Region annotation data
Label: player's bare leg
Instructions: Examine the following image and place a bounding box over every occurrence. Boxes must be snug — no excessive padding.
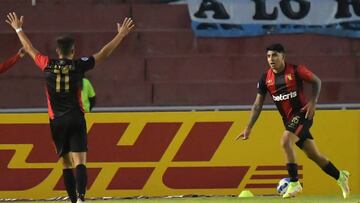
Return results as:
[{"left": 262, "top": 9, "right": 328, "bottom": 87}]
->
[
  {"left": 71, "top": 152, "right": 87, "bottom": 203},
  {"left": 61, "top": 153, "right": 77, "bottom": 203},
  {"left": 281, "top": 131, "right": 302, "bottom": 198},
  {"left": 302, "top": 139, "right": 350, "bottom": 198}
]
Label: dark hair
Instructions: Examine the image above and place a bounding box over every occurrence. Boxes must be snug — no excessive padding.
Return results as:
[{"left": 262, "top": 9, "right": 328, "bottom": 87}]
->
[
  {"left": 56, "top": 36, "right": 75, "bottom": 56},
  {"left": 266, "top": 43, "right": 285, "bottom": 53}
]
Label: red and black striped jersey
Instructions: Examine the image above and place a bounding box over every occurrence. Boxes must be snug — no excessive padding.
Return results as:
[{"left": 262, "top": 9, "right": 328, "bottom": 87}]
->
[
  {"left": 258, "top": 64, "right": 313, "bottom": 120},
  {"left": 35, "top": 54, "right": 95, "bottom": 119}
]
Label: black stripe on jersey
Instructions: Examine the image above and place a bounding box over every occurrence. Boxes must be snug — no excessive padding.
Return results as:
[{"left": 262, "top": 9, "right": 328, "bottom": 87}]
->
[
  {"left": 289, "top": 65, "right": 303, "bottom": 112},
  {"left": 274, "top": 71, "right": 287, "bottom": 117}
]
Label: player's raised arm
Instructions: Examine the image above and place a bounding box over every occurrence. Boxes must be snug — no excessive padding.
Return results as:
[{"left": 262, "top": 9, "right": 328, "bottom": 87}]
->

WHAT THE TASK REQUIRES ->
Reproduce all of the data above word for word, leaving out the picture.

ANSWER TO THE PROBLEM ->
Label: player's bare leg
Instructions: Examine the following image and place a bounding box over every occurrence. Boxes must be snug — no excessive padding.
Return results as:
[{"left": 262, "top": 9, "right": 328, "bottom": 87}]
->
[
  {"left": 71, "top": 152, "right": 87, "bottom": 203},
  {"left": 61, "top": 153, "right": 77, "bottom": 203},
  {"left": 281, "top": 131, "right": 302, "bottom": 198},
  {"left": 302, "top": 139, "right": 350, "bottom": 198}
]
Label: dark hair
Instructions: Examine the image above and place a bounding box over every occurrence. Boxes must be snug — no excessive padding.
Return results as:
[{"left": 262, "top": 9, "right": 328, "bottom": 87}]
->
[
  {"left": 56, "top": 36, "right": 75, "bottom": 56},
  {"left": 266, "top": 43, "right": 285, "bottom": 53}
]
Label: red and black striped jersey
Instructions: Examine the image above and place a bounding box over every occurrence. Boxes must be snug — no excessive padding.
Return results as:
[{"left": 262, "top": 9, "right": 328, "bottom": 87}]
->
[
  {"left": 258, "top": 64, "right": 313, "bottom": 120},
  {"left": 35, "top": 54, "right": 95, "bottom": 119}
]
Label: black stripe on jersey
Instructions: Examine the image above and place a bounding box over every occurrence. Boxes must be snug — no excessive padding.
Return results as:
[{"left": 262, "top": 9, "right": 328, "bottom": 87}]
->
[
  {"left": 289, "top": 65, "right": 303, "bottom": 112},
  {"left": 274, "top": 71, "right": 287, "bottom": 117}
]
Label: player's raised arm
Instructions: Examine the image above and place a bounding box over every occurrence. Boxes must be snug — no excessive padding.
Return results as:
[{"left": 262, "top": 9, "right": 328, "bottom": 87}]
->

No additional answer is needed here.